**Short exercise:** Repeat every one of the entries below verbatim, keeping each one unchanged.

[Given entries start]

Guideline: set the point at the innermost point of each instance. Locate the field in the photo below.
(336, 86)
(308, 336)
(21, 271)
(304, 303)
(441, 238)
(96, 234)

[Given entries end]

**Correct result:**
Guideline: set the point at the innermost point of each instance. Locate the field in the photo below.
(336, 86)
(308, 336)
(21, 271)
(304, 303)
(441, 238)
(96, 234)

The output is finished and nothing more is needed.